Reading passage.
· · · · ·
How to dynamically (via AJAX) add new items to a bound list model, in ASP MVC.NET

Imagine you have a form, which allows a user to add n entries. In my case, a user was creating a Building and was defining each Room. Each room had a “Name” and “Area”;

public class Building
{
    public string Name { get; set; }
    public List<Room> Rooms { get; set; }

    public Building()
    {
        Rooms = new List<Room>();
    }
}

public class Room
{
    public string Name { get; set; }
    public int Area { get; set; }
}

I had EditorTemplates defined for both Building and Room;

// Views\Building\EditorTemplates\Building.cshtml
@model DynamicBindiingDemo.Models.Building

<div>
    @Html.LabelFor(x => x.Name)
    @Html.EditorFor(x => x.Name)
</div>

// Views\Building\EditorTemplates\Room.cshtml
@model DynamicBindiingDemo.Models.Room

<div>
    @Html.LabelFor(x => x.Name)
    @Html.EditorFor(x => x.Name)
</div>

<div>
    @Html.LabelFor(x => x.Area)
    @Html.EditorFor(x => x.Area)
</div>

… and my Create.cshtml view looked like this;

// Views\Building\Create.cshtml
@model DynamicBindiingDemo.Models.Building
@{
    ViewBag.Title = "Create";
}

@using (Html.BeginForm())
· · · · ·
Supplied data.
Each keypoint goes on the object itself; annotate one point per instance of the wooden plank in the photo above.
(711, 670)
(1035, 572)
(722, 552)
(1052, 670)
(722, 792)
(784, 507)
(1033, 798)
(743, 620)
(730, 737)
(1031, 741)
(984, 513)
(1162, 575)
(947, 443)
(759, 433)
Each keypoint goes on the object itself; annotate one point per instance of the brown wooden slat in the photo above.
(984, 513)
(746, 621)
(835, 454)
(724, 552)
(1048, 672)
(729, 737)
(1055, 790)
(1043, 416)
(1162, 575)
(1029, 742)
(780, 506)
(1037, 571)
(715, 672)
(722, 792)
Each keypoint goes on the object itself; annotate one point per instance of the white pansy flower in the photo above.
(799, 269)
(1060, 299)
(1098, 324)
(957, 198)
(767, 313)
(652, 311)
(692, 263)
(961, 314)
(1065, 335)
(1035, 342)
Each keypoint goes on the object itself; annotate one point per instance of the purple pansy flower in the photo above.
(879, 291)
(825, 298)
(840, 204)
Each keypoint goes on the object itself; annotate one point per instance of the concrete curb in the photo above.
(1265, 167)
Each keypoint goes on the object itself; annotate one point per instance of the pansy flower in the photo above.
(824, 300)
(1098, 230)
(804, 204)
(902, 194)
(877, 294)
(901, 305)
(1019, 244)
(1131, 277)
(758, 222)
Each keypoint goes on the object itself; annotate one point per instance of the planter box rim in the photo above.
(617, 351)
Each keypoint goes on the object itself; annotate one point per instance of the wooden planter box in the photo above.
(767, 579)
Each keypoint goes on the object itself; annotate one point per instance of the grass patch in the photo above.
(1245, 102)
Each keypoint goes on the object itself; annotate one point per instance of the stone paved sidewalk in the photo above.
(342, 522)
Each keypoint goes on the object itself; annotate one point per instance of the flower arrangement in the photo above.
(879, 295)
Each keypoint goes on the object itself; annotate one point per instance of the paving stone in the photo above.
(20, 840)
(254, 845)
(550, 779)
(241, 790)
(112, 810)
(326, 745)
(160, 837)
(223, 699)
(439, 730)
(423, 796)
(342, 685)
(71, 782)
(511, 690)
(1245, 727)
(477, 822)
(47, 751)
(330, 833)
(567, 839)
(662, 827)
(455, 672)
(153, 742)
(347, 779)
· · · · ·
What you have to do.
Copy out the entire ASP.NET MVC write-up on adding list items through AJAX, word for word and line for line, keeping its code as it is.

Written answer.
How to dynamically (via AJAX) add new items to a bound list model, in ASP MVC.NET

Imagine you have a form, which allows a user to add n entries. In my case, a user was creating a Building and was defining each Room. Each room had a “Name” and “Area”;

public class Building
{
    public string Name { get; set; }
    public List<Room> Rooms { get; set; }

    public Building()
    {
        Rooms = new List<Room>();
    }
}

public class Room
{
    public string Name { get; set; }
    public int Area { get; set; }
}

I had EditorTemplates defined for both Building and Room;

// Views\Building\EditorTemplates\Building.cshtml
@model DynamicBindiingDemo.Models.Building

<div>
    @Html.LabelFor(x => x.Name)
    @Html.EditorFor(x => x.Name)
</div>

// Views\Building\EditorTemplates\Room.cshtml
@model DynamicBindiingDemo.Models.Room

<div>
    @Html.LabelFor(x => x.Name)
    @Html.EditorFor(x => x.Name)
</div>

<div>
    @Html.LabelFor(x => x.Area)
    @Html.EditorFor(x => x.Area)
</div>

… and my Create.cshtml view looked like this;

// Views\Building\Create.cshtml
@model DynamicBindiingDemo.Models.Building
@{
    ViewBag.Title = "Create";
}

@using (Html.BeginForm())